_Exercises to complete_:
1) From the productivity essay, retype the stretch from "To borrow a" through "less-massive particle-antiparticle pairs.".
2) According to the productivity essay, why is the annihilation of a particle with its antiparticle not necessarily negative? Answer in one to three sentences.
3) Translate this sentence from the productivity essay into French: "The phrase is originally Turkish, coming from the word ‘kutu.’"

_Document segment_:
....................

Bureaucratic Baryogenesis: You ‘Can’ Do It

There is an interesting colloquialism used in the GCC to describe a person so mentally deficient as to be incapable of ordinary reasoning — قوطي — (Qouti) which translates literally into ‘can’ (of the tin or more recently aluminium variety). The phrase is originally Turkish, coming from the word ‘kutu.’
A few years ago, a friend of mine did an interesting “Employee Productivity Project” for a local GCC government agency where they classified workers into five distinct buckets:
- Super Productive — these workers went above and beyond the call of duty and typically excelled by overachieving when it came to their set targets
- Productive — these workers regularly met their targets/requirements
- Limited Productivity — these workers failed to meet their targets, but they were still (net) productive
- Zero Productivity — these workers simply did not produce any work of note. They were the personification of the dog that didn’t bark in the night (sorry Silver Blaze). Basically — قواطي
- Negative Productivity — (this shocked me as well). How could someone be negatively productive you ask? Simple, just imagine that annoying co-worker that keeps coming to your desk menacingly with the sole objective of distracting you from your own work (we all have one…if you don’t then maybe you are the one doing the distracting). These guys really put the ‘can’ in cannot and convert good productive employees into limited or zero productivity. I like to call these people — سوبر قواطي or Productivity Zombies — they don’t use brains, they eat them!
To borrow a term from theoretical physics, they are productivity’s antimatter. Interestingly enough, a particle and its antiparticle (e.g., proton and antiproton) have the same mass as one another (both super producers and super qoutis take up the same amount of space in a company), but we all remember that a proton has positive charge while an antiproton has negative charge. What we might not all remember is that a collision between any particle and its anti-particle partner is known to lead to their mutual annihilation, giving rise to various proportions of intense photons (gamma rays), neutrinos, and sometimes less-massive particle-antiparticle pairs.
This annihilation is not negative necessarily and usually results in a release of energy that becomes available for heat or work. The amount of the released energy is usually proportional to the total mass of the collided matter and antimatter, in accordance with that famous mass-energy equivalence equation, E=mc2. So there is hope after all, in dealing with these Productivity Zombies, but only when diligent vanheslinger managers force their super qouti employees to collide with those super producers.

....................

Dataset items

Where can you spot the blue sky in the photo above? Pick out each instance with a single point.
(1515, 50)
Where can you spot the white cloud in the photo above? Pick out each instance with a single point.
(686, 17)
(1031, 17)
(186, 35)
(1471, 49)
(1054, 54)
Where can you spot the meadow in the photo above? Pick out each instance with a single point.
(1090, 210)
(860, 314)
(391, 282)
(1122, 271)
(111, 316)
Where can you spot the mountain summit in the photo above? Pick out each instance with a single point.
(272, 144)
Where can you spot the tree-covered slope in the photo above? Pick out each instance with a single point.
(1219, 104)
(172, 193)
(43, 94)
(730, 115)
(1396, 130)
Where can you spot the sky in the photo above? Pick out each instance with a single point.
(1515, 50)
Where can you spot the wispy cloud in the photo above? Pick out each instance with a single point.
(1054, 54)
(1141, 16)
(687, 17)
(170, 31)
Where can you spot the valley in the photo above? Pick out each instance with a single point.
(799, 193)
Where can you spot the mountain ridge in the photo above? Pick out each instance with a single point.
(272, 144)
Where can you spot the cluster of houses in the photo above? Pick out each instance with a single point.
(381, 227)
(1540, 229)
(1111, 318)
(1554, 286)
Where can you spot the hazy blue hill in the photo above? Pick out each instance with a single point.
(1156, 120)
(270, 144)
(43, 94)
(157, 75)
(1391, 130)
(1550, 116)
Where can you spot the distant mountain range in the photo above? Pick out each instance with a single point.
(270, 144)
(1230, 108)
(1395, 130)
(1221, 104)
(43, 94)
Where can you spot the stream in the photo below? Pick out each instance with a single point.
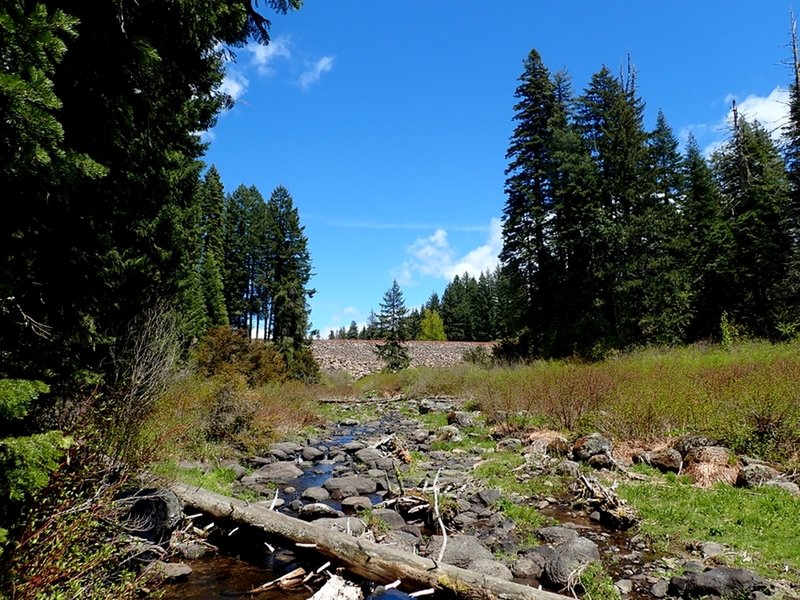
(246, 562)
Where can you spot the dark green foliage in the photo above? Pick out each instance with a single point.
(392, 327)
(754, 240)
(431, 326)
(227, 352)
(26, 461)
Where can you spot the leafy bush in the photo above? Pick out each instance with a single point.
(28, 461)
(227, 352)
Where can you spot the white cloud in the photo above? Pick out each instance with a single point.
(234, 84)
(771, 111)
(435, 257)
(315, 71)
(264, 56)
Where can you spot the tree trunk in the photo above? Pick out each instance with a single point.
(381, 564)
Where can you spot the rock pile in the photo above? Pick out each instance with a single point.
(358, 357)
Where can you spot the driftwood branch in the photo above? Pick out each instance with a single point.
(381, 564)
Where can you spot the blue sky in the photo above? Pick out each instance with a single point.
(388, 122)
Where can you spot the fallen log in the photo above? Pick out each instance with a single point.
(380, 564)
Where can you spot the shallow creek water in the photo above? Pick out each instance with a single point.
(246, 563)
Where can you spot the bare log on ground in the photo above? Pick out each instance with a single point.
(381, 564)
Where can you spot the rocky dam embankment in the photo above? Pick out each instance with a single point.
(358, 357)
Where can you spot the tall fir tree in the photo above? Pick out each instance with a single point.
(391, 323)
(529, 203)
(755, 206)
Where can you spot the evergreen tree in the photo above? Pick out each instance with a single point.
(528, 209)
(290, 270)
(431, 326)
(704, 232)
(391, 323)
(212, 202)
(756, 204)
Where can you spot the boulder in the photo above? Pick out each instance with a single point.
(461, 550)
(529, 566)
(312, 453)
(168, 572)
(567, 557)
(460, 418)
(361, 485)
(153, 514)
(317, 494)
(279, 472)
(317, 510)
(493, 568)
(685, 444)
(667, 460)
(754, 475)
(591, 445)
(369, 455)
(449, 433)
(390, 517)
(354, 503)
(556, 535)
(724, 582)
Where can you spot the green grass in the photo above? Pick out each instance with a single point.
(220, 480)
(761, 526)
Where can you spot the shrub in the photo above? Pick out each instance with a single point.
(227, 352)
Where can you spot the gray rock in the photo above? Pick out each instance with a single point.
(460, 418)
(754, 475)
(169, 572)
(685, 444)
(461, 550)
(491, 567)
(711, 549)
(287, 448)
(419, 435)
(784, 485)
(692, 566)
(352, 525)
(390, 517)
(567, 557)
(311, 453)
(509, 444)
(317, 510)
(369, 455)
(719, 581)
(591, 445)
(449, 433)
(556, 535)
(317, 494)
(353, 446)
(530, 566)
(667, 460)
(153, 514)
(428, 406)
(660, 589)
(600, 461)
(402, 540)
(279, 472)
(361, 485)
(568, 468)
(191, 550)
(356, 503)
(625, 586)
(489, 497)
(234, 466)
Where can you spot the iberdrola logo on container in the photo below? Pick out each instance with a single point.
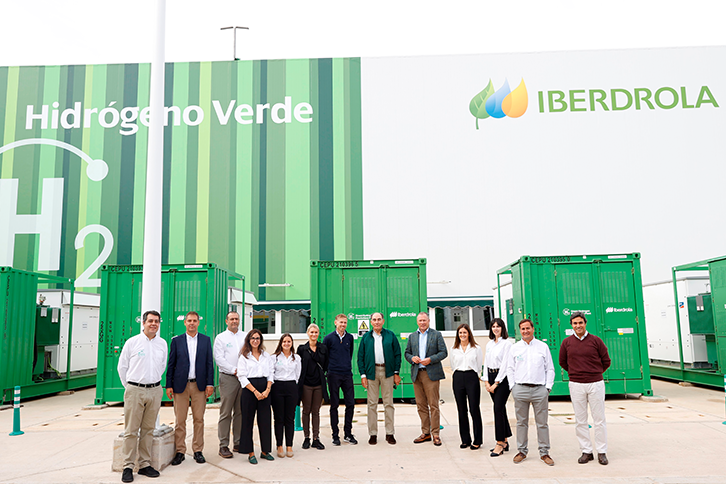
(500, 103)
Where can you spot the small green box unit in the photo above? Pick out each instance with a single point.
(395, 288)
(607, 289)
(184, 287)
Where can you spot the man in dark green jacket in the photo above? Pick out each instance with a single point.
(379, 362)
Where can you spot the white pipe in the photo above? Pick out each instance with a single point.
(151, 287)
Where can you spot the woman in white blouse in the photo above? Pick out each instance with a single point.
(256, 375)
(496, 383)
(466, 361)
(285, 392)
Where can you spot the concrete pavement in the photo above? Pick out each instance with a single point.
(682, 440)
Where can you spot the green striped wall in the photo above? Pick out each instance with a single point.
(259, 199)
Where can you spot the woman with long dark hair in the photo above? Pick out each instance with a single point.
(284, 392)
(496, 383)
(466, 362)
(312, 388)
(256, 375)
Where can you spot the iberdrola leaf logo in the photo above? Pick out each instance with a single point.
(500, 103)
(477, 106)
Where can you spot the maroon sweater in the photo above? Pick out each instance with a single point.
(585, 360)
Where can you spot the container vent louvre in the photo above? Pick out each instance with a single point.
(615, 287)
(401, 292)
(718, 277)
(188, 295)
(362, 291)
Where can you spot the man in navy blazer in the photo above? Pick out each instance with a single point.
(190, 377)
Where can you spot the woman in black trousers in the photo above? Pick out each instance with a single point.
(255, 374)
(496, 383)
(284, 393)
(312, 387)
(466, 360)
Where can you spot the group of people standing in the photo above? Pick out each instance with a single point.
(525, 369)
(256, 384)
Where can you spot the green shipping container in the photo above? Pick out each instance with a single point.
(608, 289)
(184, 287)
(395, 288)
(23, 331)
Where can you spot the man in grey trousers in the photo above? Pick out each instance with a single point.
(226, 353)
(531, 374)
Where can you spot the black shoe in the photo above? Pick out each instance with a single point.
(149, 471)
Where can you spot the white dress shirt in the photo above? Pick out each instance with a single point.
(287, 368)
(142, 360)
(378, 348)
(226, 350)
(192, 347)
(496, 357)
(250, 367)
(464, 360)
(530, 363)
(423, 339)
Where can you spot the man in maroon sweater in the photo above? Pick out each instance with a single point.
(585, 358)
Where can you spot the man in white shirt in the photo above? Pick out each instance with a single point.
(227, 346)
(140, 366)
(531, 374)
(190, 377)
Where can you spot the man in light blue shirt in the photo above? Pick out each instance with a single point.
(425, 350)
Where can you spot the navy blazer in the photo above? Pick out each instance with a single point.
(177, 370)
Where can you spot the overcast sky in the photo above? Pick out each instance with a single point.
(43, 32)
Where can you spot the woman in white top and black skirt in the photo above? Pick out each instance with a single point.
(466, 361)
(496, 383)
(285, 392)
(256, 375)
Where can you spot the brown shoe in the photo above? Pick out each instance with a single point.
(422, 438)
(585, 458)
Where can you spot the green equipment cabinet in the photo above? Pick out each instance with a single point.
(395, 288)
(184, 287)
(607, 289)
(706, 316)
(28, 329)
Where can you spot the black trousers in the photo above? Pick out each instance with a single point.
(468, 389)
(502, 430)
(249, 406)
(284, 396)
(335, 384)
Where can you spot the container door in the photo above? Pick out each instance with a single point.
(403, 303)
(619, 320)
(718, 294)
(575, 293)
(362, 296)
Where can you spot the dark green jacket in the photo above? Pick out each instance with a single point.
(367, 354)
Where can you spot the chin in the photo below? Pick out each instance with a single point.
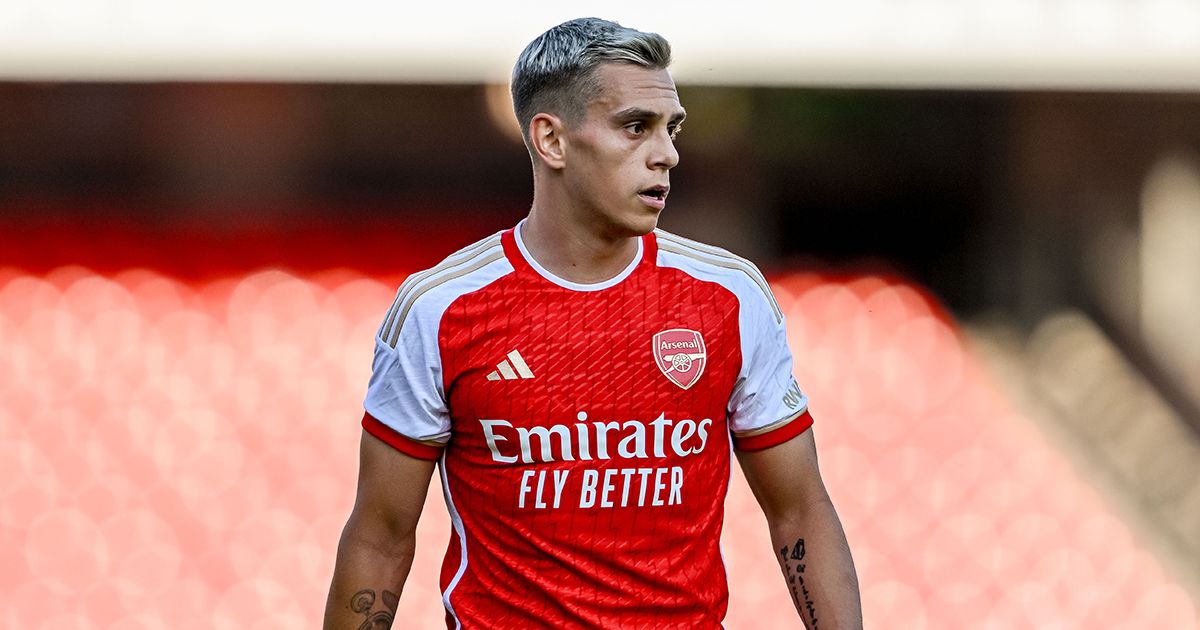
(640, 226)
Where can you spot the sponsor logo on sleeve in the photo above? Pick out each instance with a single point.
(793, 396)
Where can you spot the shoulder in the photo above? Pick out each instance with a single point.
(426, 294)
(715, 264)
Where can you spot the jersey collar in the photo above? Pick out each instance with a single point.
(521, 258)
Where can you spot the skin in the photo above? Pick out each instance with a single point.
(583, 227)
(587, 213)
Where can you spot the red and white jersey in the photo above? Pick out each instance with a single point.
(583, 431)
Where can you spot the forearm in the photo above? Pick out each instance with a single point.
(369, 577)
(815, 558)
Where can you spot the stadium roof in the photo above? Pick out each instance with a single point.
(1105, 45)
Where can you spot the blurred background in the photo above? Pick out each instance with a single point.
(982, 219)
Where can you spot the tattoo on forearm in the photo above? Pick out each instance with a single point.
(793, 565)
(364, 601)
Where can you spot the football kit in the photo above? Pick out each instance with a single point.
(583, 431)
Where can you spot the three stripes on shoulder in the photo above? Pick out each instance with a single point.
(505, 369)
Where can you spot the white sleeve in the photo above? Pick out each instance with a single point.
(766, 396)
(406, 391)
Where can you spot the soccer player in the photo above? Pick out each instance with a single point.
(579, 382)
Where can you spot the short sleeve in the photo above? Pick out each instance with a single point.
(406, 402)
(767, 406)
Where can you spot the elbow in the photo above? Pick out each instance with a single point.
(383, 538)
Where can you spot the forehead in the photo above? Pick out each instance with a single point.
(625, 85)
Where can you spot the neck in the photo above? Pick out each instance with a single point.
(573, 249)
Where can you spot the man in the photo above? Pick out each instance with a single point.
(580, 379)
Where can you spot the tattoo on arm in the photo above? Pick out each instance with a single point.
(364, 601)
(793, 565)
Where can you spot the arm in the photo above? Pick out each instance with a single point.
(810, 545)
(377, 545)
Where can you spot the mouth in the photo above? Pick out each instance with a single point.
(655, 196)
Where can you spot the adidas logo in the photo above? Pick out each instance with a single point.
(505, 370)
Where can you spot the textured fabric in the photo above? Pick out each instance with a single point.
(589, 435)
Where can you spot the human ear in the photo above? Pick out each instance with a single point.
(546, 138)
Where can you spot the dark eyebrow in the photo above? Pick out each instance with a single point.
(636, 113)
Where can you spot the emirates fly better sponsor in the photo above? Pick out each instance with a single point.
(598, 441)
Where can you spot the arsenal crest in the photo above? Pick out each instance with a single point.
(679, 353)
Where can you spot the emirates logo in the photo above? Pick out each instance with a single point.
(679, 353)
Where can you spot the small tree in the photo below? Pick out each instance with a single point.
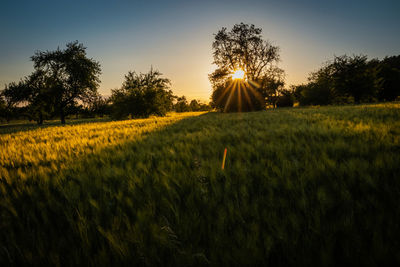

....................

_Solutions to each task_:
1)
To borrow a term from theoretical physics, they are productivity’s antimatter. Interestingly enough, a particle and its antiparticle (e.g., proton and antiproton) have the same mass as one another (both super producers and super qoutis take up the same amount of space in a company), but we all remember that a proton has positive charge while an antiproton has negative charge. What we might not all remember is that a collision between any particle and its anti-particle partner is known to lead to their mutual annihilation, giving rise to various proportions of intense photons (gamma rays), neutrinos, and sometimes less-massive particle-antiparticle pairs.

2) The annihilation usually releases energy that becomes available for heat or work. The amount of that energy is usually proportional to the total mass of the collided matter and antimatter, in accordance with E=mc2.

3) L'expression est d'origine turque et provient du mot « kutu ».